▶ **Instructions for the task**
Transcribe every line of the records verbatim.

▶ **Excerpted records**
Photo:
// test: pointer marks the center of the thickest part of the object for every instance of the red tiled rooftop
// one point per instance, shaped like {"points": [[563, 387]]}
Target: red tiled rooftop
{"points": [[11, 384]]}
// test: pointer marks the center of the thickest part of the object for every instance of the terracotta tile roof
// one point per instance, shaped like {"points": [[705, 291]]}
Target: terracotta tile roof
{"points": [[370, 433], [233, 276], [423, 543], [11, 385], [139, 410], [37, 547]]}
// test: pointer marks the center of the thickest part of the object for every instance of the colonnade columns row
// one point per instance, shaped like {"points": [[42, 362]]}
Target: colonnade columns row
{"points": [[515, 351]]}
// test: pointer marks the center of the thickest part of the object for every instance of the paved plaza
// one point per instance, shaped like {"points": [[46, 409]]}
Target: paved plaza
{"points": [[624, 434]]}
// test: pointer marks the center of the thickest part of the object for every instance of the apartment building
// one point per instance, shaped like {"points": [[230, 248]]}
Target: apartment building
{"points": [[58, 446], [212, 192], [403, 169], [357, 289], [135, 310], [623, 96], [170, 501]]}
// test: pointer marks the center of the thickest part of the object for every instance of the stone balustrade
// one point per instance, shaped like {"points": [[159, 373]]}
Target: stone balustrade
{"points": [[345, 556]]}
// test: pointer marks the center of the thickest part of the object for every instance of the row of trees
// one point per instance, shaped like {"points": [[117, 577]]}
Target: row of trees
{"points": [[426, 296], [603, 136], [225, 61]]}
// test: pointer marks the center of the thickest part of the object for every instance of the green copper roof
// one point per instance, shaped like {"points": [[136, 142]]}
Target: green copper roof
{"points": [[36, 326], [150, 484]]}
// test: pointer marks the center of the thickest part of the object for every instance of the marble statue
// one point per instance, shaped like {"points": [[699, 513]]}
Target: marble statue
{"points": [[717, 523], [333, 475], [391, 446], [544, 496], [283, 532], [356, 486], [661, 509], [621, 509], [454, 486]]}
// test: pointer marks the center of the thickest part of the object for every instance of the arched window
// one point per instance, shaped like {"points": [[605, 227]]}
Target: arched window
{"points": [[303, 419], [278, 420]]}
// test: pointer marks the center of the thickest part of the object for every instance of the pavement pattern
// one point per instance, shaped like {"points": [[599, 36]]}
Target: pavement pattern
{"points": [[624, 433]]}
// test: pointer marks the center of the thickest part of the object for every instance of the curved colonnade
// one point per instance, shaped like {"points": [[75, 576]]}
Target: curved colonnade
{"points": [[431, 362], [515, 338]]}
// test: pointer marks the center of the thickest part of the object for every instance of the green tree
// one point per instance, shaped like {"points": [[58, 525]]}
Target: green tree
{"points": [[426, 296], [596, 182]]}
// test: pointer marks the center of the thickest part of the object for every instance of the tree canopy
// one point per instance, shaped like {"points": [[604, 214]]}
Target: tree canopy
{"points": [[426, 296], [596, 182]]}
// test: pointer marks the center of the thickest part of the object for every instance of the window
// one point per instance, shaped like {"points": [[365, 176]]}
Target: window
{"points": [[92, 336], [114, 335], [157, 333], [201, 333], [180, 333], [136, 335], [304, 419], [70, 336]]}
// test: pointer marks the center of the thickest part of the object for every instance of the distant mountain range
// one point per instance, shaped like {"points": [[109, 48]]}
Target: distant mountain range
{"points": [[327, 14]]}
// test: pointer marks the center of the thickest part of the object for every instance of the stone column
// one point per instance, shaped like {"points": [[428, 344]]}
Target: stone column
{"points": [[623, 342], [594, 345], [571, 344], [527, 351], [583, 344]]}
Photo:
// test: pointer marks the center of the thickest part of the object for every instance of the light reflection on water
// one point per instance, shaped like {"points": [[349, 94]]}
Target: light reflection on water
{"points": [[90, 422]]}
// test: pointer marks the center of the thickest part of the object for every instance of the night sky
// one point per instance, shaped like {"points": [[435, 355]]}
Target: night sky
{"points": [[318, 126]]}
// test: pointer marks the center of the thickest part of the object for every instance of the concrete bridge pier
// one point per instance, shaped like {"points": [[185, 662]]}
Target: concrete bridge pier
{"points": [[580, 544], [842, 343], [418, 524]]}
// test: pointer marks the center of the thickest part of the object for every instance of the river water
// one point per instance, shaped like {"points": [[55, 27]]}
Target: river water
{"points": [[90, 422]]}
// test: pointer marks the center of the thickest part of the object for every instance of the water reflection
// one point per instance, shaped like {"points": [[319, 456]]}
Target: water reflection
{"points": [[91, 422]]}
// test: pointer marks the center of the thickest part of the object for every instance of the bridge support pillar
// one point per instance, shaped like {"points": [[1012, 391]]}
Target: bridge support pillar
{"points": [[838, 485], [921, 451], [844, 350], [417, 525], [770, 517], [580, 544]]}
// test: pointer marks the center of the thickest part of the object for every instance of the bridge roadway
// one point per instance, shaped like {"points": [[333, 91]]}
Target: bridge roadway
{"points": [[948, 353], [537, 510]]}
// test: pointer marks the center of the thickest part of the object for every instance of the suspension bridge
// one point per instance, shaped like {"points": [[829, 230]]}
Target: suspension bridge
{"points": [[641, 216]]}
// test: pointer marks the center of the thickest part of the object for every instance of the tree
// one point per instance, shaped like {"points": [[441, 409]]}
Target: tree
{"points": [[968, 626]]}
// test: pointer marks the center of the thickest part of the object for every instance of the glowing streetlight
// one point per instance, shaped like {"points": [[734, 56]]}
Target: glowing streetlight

▶ **Task output**
Photo:
// test: pointer marks the center of the thickest part of the object for every instance of the red tiled rooftop
// one point per instance, shaped like {"points": [[563, 387]]}
Target: red tiled rooftop
{"points": [[11, 384]]}
// test: pointer marks the center of the thickest part of the object for every instance of the terracotta tile roof
// one point per instance, shaped like {"points": [[705, 291]]}
Target: terracotta tile roof
{"points": [[370, 433], [233, 276], [423, 543], [11, 385], [139, 410], [37, 547]]}
// test: pointer marks the center of the thickest part of the object for every instance of the colonnade columns row
// one point per instance, shaped like {"points": [[42, 362]]}
Target: colonnade columns row
{"points": [[515, 351]]}
// test: pointer marks the center of the thickest part of the object for every instance of the paved plaza
// one point per instance, shaped like {"points": [[46, 409]]}
Target: paved plaza
{"points": [[624, 434]]}
// test: pointer marks the center of the thickest part of the object for every instance of the apartment building
// one point per instance, shaped like {"points": [[230, 248]]}
Target: apartment building
{"points": [[58, 446], [212, 192], [403, 169], [357, 289], [135, 310], [623, 96], [170, 501]]}
// test: pointer marks the center of the thickest part of the object for every instance of the stone balustrade
// one point per instance, shaped like {"points": [[159, 373]]}
Target: stone balustrade
{"points": [[345, 556]]}
// test: pointer marks the center of the thickest part of the object for every instance of the row of trees
// one point per instance, shaped like {"points": [[117, 577]]}
Target: row of trees
{"points": [[426, 296], [603, 136], [225, 61]]}
// test: pointer marks the center of the thickest part of the object for every instance of the green copper roof
// one point per instance, shaped like {"points": [[136, 142]]}
Target: green copper roof
{"points": [[36, 326], [150, 484]]}
// test: pointer marks the center of the thickest part of the object for every instance of the marble statue
// one point per instance, shaped like {"points": [[699, 513]]}
Target: marble statue
{"points": [[717, 523], [333, 475], [391, 446], [544, 496], [283, 532], [356, 486], [661, 509], [621, 509], [454, 486]]}
// test: pointer marks the center of the thickest part of the object for every instance of the arched window
// one point per instance, shaped like {"points": [[605, 227]]}
Target: arched window
{"points": [[303, 419], [278, 420]]}
// test: pointer marks the center of the thickest part of the object for every instance of the pavement pattern
// one point per instance, shaped like {"points": [[599, 36]]}
Target: pavement pattern
{"points": [[624, 433]]}
// test: pointer marks the center of the thickest part of the object for every instance of the curved colonnade
// one point per instance, shaped like {"points": [[75, 576]]}
Target: curved colonnade
{"points": [[431, 362], [515, 338]]}
// test: pointer marks the center of the thickest part of the object for every instance of the green tree
// one point per instance, shaped like {"points": [[58, 525]]}
Target: green tree
{"points": [[426, 296], [596, 182]]}
// test: pointer marks the center of the thickest part of the object for every instance of the tree canopy
// one point per instance, shaped like {"points": [[604, 214]]}
Target: tree canopy
{"points": [[426, 296], [596, 182]]}
// test: pointer marks the center of the thickest part of the object for every instance of the window
// one point per instance, shaped like {"points": [[365, 176]]}
Target: window
{"points": [[92, 336], [114, 335], [157, 333], [201, 333], [180, 333], [136, 335], [304, 419], [70, 336]]}
// test: pointer marks the center of the thickest part of the object for every instance of the distant mountain range
// one point per instance, shaped like {"points": [[109, 48]]}
Target: distant mountain range
{"points": [[327, 14]]}
// test: pointer marks the center of the thickest part of the object for every instance of the stone column
// one point per instance, shaped like {"points": [[428, 344]]}
Target: stone column
{"points": [[623, 342], [594, 345], [571, 344], [527, 351], [583, 344]]}
Photo:
// test: pointer marks the center of the thickest part of the object for every instance of the light reflection on water
// one point per instance, shaped like {"points": [[349, 94]]}
Target: light reflection on water
{"points": [[90, 422]]}
// test: pointer marks the center of the thickest part of the object for every instance of the night sky
// one point per instance, shaped like {"points": [[435, 355]]}
Target: night sky
{"points": [[318, 126]]}
// test: pointer marks the center of the thickest part of the object for every instance of the concrete bridge pier
// one point per instance, shaped like {"points": [[185, 662]]}
Target: concrete bridge pier
{"points": [[580, 544], [842, 343], [418, 524]]}
// test: pointer marks the center of the thickest part of the object for every instance of the river water
// one point per instance, shaped like {"points": [[55, 27]]}
Target: river water
{"points": [[90, 422]]}
// test: pointer marks the center of the thickest part of the object for every instance of the water reflection
// one point per instance, shaped like {"points": [[319, 456]]}
Target: water reflection
{"points": [[91, 422]]}
// test: pointer marks the center of the thickest part of the object for every instance of the bridge support pillar
// one point per instance, shaped like {"points": [[1012, 391]]}
Target: bridge support pillar
{"points": [[838, 485], [921, 451], [844, 350], [417, 525], [770, 517], [580, 544]]}
// test: pointer marks the center of the thickest part of the object for every instance of the bridge roadway
// one point per instance, shaped like {"points": [[333, 91]]}
Target: bridge roadway
{"points": [[948, 353], [537, 510]]}
// test: pointer marks the center of the thickest part of the object for every instance of the suspension bridge
// one point per instance, shaped like {"points": [[829, 230]]}
Target: suspension bridge
{"points": [[641, 216]]}
// test: pointer marks the center of the thickest part of the object for every instance of the tree
// one point per instance, shaped like {"points": [[441, 409]]}
Target: tree
{"points": [[968, 626]]}
// test: pointer marks the center of the thickest part of the object for every instance of the glowing streetlight
// one point per instance, shaped like {"points": [[734, 56]]}
Target: glowing streetlight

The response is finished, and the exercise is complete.